**Work task:**
The records that follow must be repeated exactly, minus the images.

**Data for the task:**

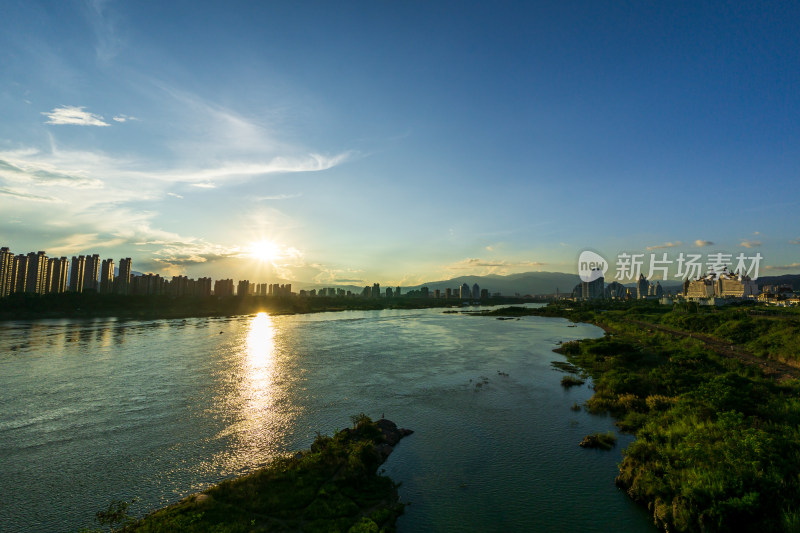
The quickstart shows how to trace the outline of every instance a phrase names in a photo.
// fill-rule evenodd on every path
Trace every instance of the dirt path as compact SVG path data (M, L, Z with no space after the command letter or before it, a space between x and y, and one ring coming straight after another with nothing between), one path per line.
M629 324L636 324L646 331L660 331L662 333L672 335L673 337L688 337L699 340L719 355L738 359L748 366L756 366L760 368L765 376L775 379L776 381L785 381L787 379L796 379L800 377L800 368L787 365L786 363L781 363L780 361L774 361L772 359L764 359L755 356L741 346L736 346L735 344L731 344L730 342L711 337L709 335L682 331L679 329L662 326L660 324L651 324L650 322L643 322L641 320L633 320L630 318L623 318L622 320L628 322Z

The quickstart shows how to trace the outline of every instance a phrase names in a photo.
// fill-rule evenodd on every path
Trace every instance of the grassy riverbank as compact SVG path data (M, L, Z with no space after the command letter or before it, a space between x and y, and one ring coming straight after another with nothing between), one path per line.
M592 376L586 407L636 435L616 482L662 529L800 531L800 315L608 302L507 313L605 329L559 351Z
M403 504L397 485L377 469L410 432L365 415L353 422L352 429L333 437L318 436L310 450L276 459L138 521L130 520L126 509L114 516L115 524L109 524L112 513L98 513L98 518L126 533L394 531Z

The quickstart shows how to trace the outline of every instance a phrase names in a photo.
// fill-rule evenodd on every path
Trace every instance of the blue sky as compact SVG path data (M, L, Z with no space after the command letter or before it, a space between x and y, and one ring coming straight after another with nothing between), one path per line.
M797 3L0 11L16 253L259 282L575 272L584 249L800 272Z

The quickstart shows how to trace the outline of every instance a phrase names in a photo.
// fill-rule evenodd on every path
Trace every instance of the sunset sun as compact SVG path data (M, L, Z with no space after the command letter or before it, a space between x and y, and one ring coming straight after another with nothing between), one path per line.
M257 241L250 243L250 257L268 263L280 255L280 249L272 241Z

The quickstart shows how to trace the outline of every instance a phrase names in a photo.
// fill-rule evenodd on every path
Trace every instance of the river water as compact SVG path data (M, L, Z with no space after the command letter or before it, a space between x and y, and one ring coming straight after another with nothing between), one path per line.
M441 309L0 323L0 531L76 531L113 499L135 514L382 415L415 430L384 465L417 531L648 531L585 450L608 417L570 407L563 319ZM502 374L501 374L502 373ZM507 375L505 375L507 374Z

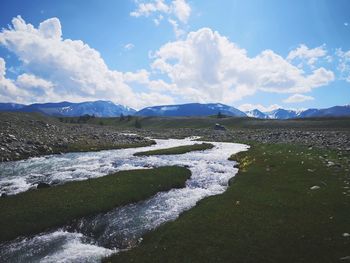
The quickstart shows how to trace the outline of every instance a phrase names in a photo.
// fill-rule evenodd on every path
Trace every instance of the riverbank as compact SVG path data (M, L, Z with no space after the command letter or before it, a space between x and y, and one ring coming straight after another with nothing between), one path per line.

**Output for this exercise:**
The quickstart shows how to trace the outline of every instance a phrase names in a photo.
// fill-rule evenodd on every path
Trace every instance of the dirt path as compact SVG path data (M, L, Z with no space after the command letter or before it, a space between x and y, and one ring coming straight after another with nothing between), one path per line.
M629 324L636 324L646 331L660 331L662 333L672 335L673 337L688 337L699 340L719 355L738 359L748 366L756 366L760 368L765 376L775 379L776 381L785 381L787 379L796 379L800 377L800 368L787 365L786 363L781 363L780 361L774 361L772 359L764 359L755 356L741 346L736 346L735 344L731 344L730 342L711 337L709 335L682 331L679 329L662 326L660 324L651 324L650 322L643 322L641 320L633 320L630 318L623 318L622 320L628 322Z

The quickstart shows how to trace the outline of every instance a phrase names in a photo.
// fill-rule evenodd on every path
Trace every instance of the grassy riverbank as compact SVG path data (M, L, Z with no space after the command letter or before it, a space between x and y, and one ring coming straight after another with nothing between), one path per line.
M592 376L586 407L636 435L616 482L662 529L800 531L800 315L608 302L507 313L605 329L559 351Z
M403 504L397 485L377 469L410 432L365 415L353 422L352 429L333 437L318 436L310 450L276 459L138 521L130 520L126 509L114 516L115 524L109 524L112 513L98 513L98 518L126 533L394 531Z

The quickstart shows how to trace the outline of every instance a phrase names in a photo.
// fill-rule evenodd on every path
Trace every instance of the blue sky as compact SVG path data (M, L, Z with no space after the command letter or before it, a space between x and y, and one ring coming straight after another with nothing between), one path per line.
M797 3L0 11L16 253L259 282L575 272L584 249L800 272Z

The quickstart shows how to trace the outline of every instance a phrase names in a photo.
// fill-rule evenodd on every path
Trace every instance of the sunset sun as compact SVG path data (M, L, Z with no space after the command letter or before it, a space between x and y, and one ring coming straight after another with nothing between), one path per line.
M257 241L250 243L250 257L268 263L280 255L280 249L272 241Z

The quickstart shows how to trace the outline of every instance a phrase names in a photo.
// fill-rule evenodd on every path
Trace every instance of the river water as compact SVG path data (M, L, Z with no space after the command letter or before it, a space between x and y, and one ring coming straight after another with nothing between), one path per line.
M441 309L0 323L0 531L76 531L113 499L135 514L382 415L415 430L384 465L417 531L648 531L585 450L608 417L570 407L563 319ZM502 374L501 374L502 373ZM507 375L505 375L507 374Z

The quickstart shows how to trace the outline of every instance a phrase names in a photo.
// fill-rule evenodd on every path
Trace every instance of the riverbank as compact SVG path data (M, L, Z with no space after the command letter or before it, a space between x and y, and one ring coming straight after another with nothing between), one path per line.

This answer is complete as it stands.